» About this exercise
The data below has to be returned exactly, down to the last character.

» Given entries
________________________________________

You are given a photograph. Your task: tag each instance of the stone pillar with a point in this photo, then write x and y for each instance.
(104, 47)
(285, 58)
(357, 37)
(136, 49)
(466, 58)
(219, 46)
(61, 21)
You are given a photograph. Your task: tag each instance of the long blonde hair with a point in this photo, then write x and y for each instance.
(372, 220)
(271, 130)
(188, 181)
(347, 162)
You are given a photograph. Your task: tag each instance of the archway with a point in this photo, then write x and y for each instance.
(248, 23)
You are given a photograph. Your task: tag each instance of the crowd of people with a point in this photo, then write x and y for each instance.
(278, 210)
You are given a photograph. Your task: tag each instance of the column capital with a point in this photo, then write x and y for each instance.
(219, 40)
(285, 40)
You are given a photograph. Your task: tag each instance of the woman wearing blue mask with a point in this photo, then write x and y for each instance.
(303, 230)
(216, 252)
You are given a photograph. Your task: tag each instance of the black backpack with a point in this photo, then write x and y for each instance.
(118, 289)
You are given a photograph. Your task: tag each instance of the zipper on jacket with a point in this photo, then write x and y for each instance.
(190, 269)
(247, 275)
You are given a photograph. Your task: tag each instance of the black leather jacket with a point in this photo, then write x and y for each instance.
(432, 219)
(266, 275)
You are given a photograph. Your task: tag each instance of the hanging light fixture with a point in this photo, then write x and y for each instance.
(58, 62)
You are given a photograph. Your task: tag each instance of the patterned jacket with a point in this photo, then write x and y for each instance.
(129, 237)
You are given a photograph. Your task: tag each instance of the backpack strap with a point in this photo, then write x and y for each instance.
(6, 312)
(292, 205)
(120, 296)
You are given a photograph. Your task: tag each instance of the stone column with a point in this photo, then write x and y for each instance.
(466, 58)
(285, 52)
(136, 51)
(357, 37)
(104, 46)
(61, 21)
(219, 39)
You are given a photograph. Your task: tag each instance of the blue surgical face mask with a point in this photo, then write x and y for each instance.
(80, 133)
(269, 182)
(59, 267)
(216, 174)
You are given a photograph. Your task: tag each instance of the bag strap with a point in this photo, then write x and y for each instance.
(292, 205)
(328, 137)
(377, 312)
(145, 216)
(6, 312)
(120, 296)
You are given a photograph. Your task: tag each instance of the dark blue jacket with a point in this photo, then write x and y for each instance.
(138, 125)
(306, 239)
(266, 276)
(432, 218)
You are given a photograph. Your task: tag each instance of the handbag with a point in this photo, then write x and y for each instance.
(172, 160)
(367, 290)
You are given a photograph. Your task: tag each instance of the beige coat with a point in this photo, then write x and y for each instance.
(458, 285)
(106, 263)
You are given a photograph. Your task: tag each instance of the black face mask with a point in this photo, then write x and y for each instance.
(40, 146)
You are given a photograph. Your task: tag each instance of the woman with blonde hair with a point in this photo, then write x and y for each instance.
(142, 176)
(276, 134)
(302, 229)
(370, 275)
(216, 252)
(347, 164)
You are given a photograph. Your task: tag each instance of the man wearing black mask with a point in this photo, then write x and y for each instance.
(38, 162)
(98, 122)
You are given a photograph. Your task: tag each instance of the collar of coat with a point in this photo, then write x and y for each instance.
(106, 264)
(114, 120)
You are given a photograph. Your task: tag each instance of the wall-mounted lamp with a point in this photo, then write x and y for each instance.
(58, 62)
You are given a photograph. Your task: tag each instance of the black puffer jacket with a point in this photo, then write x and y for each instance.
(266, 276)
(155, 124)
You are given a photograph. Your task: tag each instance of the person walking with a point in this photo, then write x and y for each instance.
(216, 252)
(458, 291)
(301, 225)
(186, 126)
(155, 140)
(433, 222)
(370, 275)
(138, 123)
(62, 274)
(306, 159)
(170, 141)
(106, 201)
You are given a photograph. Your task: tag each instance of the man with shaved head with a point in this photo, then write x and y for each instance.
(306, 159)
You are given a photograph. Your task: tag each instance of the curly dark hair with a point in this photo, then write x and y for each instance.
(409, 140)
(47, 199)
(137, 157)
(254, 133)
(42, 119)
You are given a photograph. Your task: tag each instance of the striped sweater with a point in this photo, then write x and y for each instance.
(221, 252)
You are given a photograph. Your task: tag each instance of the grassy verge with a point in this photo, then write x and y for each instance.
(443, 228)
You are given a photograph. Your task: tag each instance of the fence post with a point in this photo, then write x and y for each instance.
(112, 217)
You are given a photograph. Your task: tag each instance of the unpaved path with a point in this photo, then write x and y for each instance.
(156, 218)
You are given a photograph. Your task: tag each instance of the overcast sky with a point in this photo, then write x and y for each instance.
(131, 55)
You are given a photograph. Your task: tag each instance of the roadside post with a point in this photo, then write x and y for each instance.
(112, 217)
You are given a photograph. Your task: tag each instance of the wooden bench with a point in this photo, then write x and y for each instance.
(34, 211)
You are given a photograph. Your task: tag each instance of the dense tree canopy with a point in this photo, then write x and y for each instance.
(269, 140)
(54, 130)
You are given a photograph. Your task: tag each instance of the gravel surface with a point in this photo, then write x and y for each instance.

________________________________________

» The answer
You are given a photograph. Your task: tag each instance of the stone pillar with a point in this photo, then write x and y for each instance.
(104, 47)
(285, 58)
(357, 37)
(136, 49)
(466, 58)
(219, 46)
(61, 21)
You are given a photograph. Your task: tag each instance of the long blonde hair with a point in this photo, then write x and y for each instance.
(372, 220)
(271, 130)
(188, 181)
(347, 162)
You are given a photograph. Your task: tag each instance of the archway with a point in this photo, then write x and y for each instance.
(248, 23)
You are given a photograph. Your task: tag each instance of the crowd of people with a point in this photo, then write x and y for each instance.
(278, 210)
You are given a photograph. Your task: tag each instance of the column capital with a point in this photo, then write x and y for each instance.
(219, 40)
(285, 40)
You are given a photograph. Your task: tag each instance of the woman wearing blue mask with a point in this photo, then write x and y for each instance.
(303, 230)
(216, 252)
You are given a photograph. Your task: tag each instance of the black backpack with a point in this photo, then write x and y for each instance.
(118, 289)
You are given a photograph. Your task: tag each instance of the zipper on jacket with a point in this photo, then write x and y for each instance.
(190, 269)
(247, 275)
You are given a photograph. Your task: tag each instance of the black leather jacket with a point in this photo, then write x and y for each instance.
(432, 219)
(266, 275)
You are given a photograph. Your task: tag each instance of the hanging light fixture with a point in this photo, then write x and y for each instance.
(58, 62)
You are given a photograph. Your task: tag each instance of the patterned jacket with a point in this photo, then write x and y for each instance.
(129, 237)
You are given a photograph. Your task: tag each instance of the backpack strap with a point in this photo, then write x and y for each instance.
(6, 312)
(292, 205)
(120, 296)
You are given a photograph. Your task: tag each instance of the stone column with a point in this photo, then write x and y for each instance.
(466, 58)
(285, 52)
(136, 51)
(357, 37)
(104, 46)
(61, 21)
(219, 39)
You are given a photograph. Your task: tag each instance of the blue surgical face mask with a point in this photo, then write x and y for each instance.
(80, 133)
(269, 182)
(59, 267)
(216, 174)
You are given a photograph. Your task: tag each instance of the bag strap with a point in this photo, then write x and y for each instance.
(292, 205)
(328, 137)
(377, 312)
(145, 216)
(6, 312)
(120, 296)
You are given a photograph. Your task: tag each instance of the dark blue jacket with a point in this photo, then write x and y for each instance.
(138, 125)
(306, 239)
(266, 276)
(432, 218)
You are given a photograph. Your task: tag each instance of the handbag with a point in this photo, then write x and y for each instance.
(172, 160)
(367, 290)
You are given a photograph. Your task: tag each instance of the beige coat with a point in this photo, then write x and y for each instance.
(458, 285)
(106, 263)
You are given a photograph. Your task: tag each instance of the black face mask with a point in this photo, then write x and y for each instance.
(40, 146)
You are given a photograph. Your task: tag each instance of the woman with blonde hair with a point in this photo, then write x and y for each instance.
(142, 176)
(276, 134)
(302, 229)
(370, 275)
(216, 252)
(347, 164)
You are given a photograph. Your task: tag each instance of the man wearing black mask with a point in this photo, then write x and y for each instance.
(38, 162)
(98, 122)
You are given a photograph. Your task: tag each instance of the collar of coat with a point in this photo, then write x and y for each instance.
(106, 264)
(114, 120)
You are given a photograph. Your task: tag each instance of the wall-mounted lamp with a point in this photo, then write x and y for each instance.
(58, 62)
You are given a photograph. Your task: tag each instance of the black puffer jacket with a point in this photo, then write x and y for each instance.
(266, 276)
(155, 124)
You are given a photograph. Your task: tag each instance of the person walking with a point in this photo, then write x and y for each instance.
(216, 252)
(458, 291)
(301, 225)
(186, 126)
(155, 140)
(433, 222)
(370, 275)
(138, 123)
(62, 274)
(306, 159)
(170, 141)
(106, 201)
You are given a photograph. Your task: tag each instance of the man with shaved head with a point in this photo, then write x and y for each instance.
(306, 159)
You are given a photograph. Your task: tag each instance of the curly dark hair with a point in this photo, then write x and y for each instance.
(409, 140)
(47, 199)
(137, 157)
(254, 133)
(42, 119)
You are given a photograph. Your task: tag each instance of the striped sweater with a point in this photo, then write x and y for each instance.
(221, 252)
You are given a photograph. Your task: tag each instance of the grassy verge with a point in this photo, then write x and y for each instance.
(443, 228)
You are given a photograph. Your task: tag each instance of the fence post with a point in this photo, then write x and y for each instance.
(112, 217)
You are given a photograph. Your task: tag each instance of the unpaved path with a point in this photo, then write x and y for each instance.
(156, 218)
You are given a photograph. Your task: tag each instance of the overcast sky with a point in this photo, then write x and y for each instance.
(131, 55)
You are given a photograph. Your task: tag each instance of the roadside post with a point in this photo, then write x and y for each instance.
(112, 217)
You are given a photograph. Your task: tag each instance of the wooden bench with a point in this photo, then write x and y for each instance.
(34, 211)
You are given a photograph. Your task: tag each instance of the dense tree canopy with a point in this photo, then write x and y for each instance.
(269, 140)
(54, 130)
You are given a photograph. Your task: tag each instance of the gravel surface with a point in this photo, then write x and y for each instance.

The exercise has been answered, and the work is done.